§ PROBLEMS AND TASKS
[A] In the climate plan article, copy the passage from "In a July letter" to "starting in 2035.", substituting "emission-free" for "zero-emission".
[B] According to the climate plan article, how much should methane emissions from the agriculture sector fall by 2045?

§ PAGE EXTRACT
↓
The calls for dramatically lowering reliance on oil and gas come as public officials continue to grapple with how to avoid blackouts when record-breaking heat waves push Californians to crank up their air-conditioning.
At the beginning of Thursday’s meeting, California Air Resources Board Chair Liane Randolph touted the latest version of the plan as the most ambitious to date. It underwent changes after public comments earlier this year.
“Ultimately, achieving carbon neutrality requires deploying all tools available to us to reduce emissions and store carbon,” Randolph said.
Transportation
Officials hope a move away from gas-powered cars and trucks reduces greenhouse gas emissions while limiting the public health impact of chemicals these vehicles release.
In a July letter to the air board (PDF), Newsom requested that the agency approve aggressive cuts to emissions from planes. This would accompany other reductions in the transportation sector as the state transitions to all zero-emission vehicle sales by 2035.
The plan's targets include having 20% of aviation fuel demand come from electric or hydrogen sources by 2045 and ensuring all medium-duty vehicles sold are zero-emission by 2040. The board has already passed a policy to ban the sale of new cars powered solely by gasoline in the state starting in 2035.
Carbon capture
The plan refers to carbon capture as a “necessary tool” to implement in the state alongside other strategies to mitigate climate change. It calls for the state to capture 100 million metric tons of carbon dioxide equivalent and store it underground by 2045.
Connie Cho, an attorney for environmental justice group Communities for a Better Environment, called the plan “a huge step forward” to mitigate climate change and protect public health.
“Our communities have been suffering from chronic disease and dying at disproportionate rates for far too long because of the legacy of environmental racism in this country,” Cho said.
But Cho criticized its carbon capture targets, arguing they give a pathway for refineries to continue polluting as the state cuts emissions in other areas.
Agriculture
One of the goals is to achieve a 66% reduction in methane emissions from the agriculture sector by 2045. Cattle are a significant source for releasing methane — a potent, planet-warming gas.
The plan's implementation would also mean less reliance by the agriculture sector on fossil fuels as an energy source.
↑
§ PROVIDED MATERIAL
↓
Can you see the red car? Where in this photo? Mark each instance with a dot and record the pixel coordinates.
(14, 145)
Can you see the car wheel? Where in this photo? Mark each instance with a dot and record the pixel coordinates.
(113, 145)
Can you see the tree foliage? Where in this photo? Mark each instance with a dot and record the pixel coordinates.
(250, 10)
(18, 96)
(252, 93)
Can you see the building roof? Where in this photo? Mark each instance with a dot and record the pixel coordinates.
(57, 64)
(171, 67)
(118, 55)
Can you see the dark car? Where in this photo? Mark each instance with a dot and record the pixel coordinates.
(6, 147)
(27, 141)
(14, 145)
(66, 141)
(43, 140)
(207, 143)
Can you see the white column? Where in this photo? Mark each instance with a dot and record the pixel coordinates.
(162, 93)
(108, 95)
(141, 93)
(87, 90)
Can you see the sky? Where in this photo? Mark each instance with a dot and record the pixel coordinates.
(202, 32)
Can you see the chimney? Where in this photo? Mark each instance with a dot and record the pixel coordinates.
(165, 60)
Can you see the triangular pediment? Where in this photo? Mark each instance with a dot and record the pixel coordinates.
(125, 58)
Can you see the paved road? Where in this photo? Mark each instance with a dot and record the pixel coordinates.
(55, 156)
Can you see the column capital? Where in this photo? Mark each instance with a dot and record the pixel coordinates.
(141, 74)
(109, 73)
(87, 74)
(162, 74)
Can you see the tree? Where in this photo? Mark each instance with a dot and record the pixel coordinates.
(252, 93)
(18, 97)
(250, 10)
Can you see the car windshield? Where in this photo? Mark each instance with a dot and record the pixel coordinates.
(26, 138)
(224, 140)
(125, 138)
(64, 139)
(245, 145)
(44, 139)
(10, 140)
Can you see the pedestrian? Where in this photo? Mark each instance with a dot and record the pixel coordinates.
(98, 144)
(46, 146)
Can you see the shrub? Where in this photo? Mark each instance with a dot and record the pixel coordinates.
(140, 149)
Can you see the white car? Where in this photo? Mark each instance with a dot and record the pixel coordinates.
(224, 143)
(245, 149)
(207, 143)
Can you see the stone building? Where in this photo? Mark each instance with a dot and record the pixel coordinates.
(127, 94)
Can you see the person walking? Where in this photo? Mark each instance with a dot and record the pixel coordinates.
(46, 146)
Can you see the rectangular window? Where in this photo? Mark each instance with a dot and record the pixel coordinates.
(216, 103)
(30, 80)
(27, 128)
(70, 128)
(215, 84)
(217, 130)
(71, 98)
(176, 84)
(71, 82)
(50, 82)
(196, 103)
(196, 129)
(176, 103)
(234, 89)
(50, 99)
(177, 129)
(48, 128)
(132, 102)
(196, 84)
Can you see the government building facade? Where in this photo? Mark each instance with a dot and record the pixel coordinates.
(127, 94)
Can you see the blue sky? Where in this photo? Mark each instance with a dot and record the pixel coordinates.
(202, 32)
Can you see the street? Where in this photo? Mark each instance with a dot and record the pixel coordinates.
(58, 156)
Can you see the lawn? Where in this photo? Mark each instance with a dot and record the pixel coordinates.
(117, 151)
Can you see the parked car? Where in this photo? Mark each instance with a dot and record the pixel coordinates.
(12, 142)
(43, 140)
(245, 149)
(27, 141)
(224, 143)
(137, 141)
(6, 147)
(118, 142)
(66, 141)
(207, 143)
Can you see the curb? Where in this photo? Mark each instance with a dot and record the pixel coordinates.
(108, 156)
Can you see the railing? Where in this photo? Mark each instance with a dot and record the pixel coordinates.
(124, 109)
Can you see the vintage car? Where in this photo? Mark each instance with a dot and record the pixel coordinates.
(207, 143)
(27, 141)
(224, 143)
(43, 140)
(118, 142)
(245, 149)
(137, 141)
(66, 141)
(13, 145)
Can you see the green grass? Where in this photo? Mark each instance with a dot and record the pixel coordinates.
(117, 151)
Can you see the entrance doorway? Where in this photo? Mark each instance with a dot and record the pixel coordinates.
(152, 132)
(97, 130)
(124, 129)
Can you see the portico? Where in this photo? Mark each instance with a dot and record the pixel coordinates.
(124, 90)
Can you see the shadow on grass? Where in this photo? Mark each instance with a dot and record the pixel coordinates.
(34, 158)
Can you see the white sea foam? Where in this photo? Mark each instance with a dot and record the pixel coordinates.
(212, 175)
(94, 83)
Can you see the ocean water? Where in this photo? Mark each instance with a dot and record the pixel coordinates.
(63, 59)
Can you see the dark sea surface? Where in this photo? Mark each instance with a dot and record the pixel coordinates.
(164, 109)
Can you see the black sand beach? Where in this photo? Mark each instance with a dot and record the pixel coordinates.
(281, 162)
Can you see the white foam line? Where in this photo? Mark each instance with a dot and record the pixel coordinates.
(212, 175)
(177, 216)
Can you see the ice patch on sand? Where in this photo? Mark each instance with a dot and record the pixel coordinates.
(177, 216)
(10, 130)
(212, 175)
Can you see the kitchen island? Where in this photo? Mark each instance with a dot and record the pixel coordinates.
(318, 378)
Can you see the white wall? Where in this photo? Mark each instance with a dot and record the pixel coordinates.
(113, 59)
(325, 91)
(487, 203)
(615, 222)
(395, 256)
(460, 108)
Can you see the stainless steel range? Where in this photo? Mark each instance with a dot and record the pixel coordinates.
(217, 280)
↑
↓
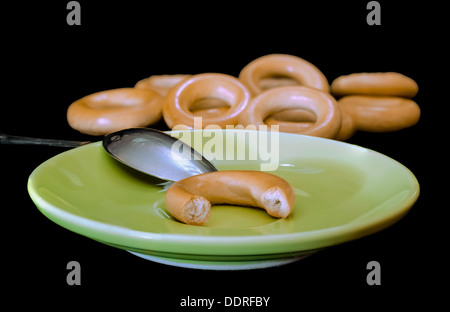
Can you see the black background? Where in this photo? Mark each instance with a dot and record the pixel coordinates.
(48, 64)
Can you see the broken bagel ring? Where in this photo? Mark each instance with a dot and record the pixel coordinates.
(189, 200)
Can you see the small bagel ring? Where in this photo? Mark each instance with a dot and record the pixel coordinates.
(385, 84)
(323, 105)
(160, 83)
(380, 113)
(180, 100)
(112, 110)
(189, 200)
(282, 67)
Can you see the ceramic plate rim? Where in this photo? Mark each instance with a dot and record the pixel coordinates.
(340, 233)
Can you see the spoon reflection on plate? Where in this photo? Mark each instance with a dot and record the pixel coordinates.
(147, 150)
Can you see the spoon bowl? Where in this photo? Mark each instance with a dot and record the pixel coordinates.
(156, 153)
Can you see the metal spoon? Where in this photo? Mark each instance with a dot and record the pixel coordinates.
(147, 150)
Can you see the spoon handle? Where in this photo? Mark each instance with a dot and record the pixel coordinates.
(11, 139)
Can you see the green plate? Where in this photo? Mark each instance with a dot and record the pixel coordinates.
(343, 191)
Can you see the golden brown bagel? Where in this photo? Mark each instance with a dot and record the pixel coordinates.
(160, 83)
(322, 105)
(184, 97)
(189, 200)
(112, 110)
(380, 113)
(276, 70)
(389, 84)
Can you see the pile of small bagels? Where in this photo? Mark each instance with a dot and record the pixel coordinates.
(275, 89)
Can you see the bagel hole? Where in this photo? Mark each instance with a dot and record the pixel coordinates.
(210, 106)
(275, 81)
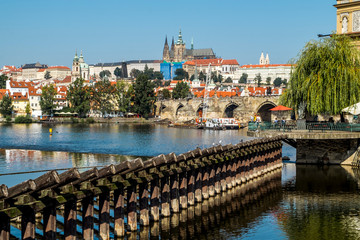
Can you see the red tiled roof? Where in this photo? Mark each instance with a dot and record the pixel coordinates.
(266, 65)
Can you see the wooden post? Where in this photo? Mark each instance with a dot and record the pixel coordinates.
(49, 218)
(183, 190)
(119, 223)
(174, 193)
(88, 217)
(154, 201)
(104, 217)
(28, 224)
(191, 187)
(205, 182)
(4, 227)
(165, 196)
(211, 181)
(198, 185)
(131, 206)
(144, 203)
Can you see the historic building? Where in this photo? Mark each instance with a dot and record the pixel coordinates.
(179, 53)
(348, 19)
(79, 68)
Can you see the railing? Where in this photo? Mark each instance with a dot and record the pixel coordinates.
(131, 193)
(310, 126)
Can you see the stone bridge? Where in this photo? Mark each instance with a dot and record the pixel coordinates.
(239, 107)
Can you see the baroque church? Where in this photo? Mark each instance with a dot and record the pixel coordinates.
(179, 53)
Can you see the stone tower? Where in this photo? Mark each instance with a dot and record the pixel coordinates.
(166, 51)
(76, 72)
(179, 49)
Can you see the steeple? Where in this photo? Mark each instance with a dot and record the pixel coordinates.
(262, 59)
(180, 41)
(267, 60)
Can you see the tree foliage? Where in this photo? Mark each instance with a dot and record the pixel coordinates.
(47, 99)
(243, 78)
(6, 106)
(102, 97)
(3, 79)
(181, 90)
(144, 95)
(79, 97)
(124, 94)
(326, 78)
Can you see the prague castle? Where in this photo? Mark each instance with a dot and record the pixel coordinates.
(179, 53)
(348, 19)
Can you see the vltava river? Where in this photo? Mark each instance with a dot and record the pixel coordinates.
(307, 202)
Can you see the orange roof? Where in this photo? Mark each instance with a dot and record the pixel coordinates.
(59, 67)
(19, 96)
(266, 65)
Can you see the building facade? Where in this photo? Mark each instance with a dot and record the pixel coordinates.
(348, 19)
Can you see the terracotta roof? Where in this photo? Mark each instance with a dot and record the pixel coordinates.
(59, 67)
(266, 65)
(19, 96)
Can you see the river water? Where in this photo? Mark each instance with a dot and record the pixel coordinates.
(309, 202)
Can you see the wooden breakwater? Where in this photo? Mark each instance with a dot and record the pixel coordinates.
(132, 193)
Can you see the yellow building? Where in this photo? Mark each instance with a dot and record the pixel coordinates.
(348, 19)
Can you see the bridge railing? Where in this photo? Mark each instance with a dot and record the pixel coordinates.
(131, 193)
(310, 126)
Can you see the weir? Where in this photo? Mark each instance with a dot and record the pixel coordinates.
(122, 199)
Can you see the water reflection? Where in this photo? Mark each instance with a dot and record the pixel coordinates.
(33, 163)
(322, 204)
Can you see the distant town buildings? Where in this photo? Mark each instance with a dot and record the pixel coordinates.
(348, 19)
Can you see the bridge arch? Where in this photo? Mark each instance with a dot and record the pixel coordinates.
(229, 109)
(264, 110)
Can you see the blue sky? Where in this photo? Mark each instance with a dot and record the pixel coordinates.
↑
§ RESPONSES BY TASK
[A]
In a July letter to the air board (PDF), Newsom requested that the agency approve aggressive cuts to emissions from planes. This would accompany other reductions in the transportation sector as the state transitions to all emission-free vehicle sales by 2035.
The plan's targets include having 20% of aviation fuel demand come from electric or hydrogen sources by 2045 and ensuring all medium-duty vehicles sold are emission-free by 2040. The board has already passed a policy to ban the sale of new cars powered solely by gasoline in the state starting in 2035.

[B] By 66%.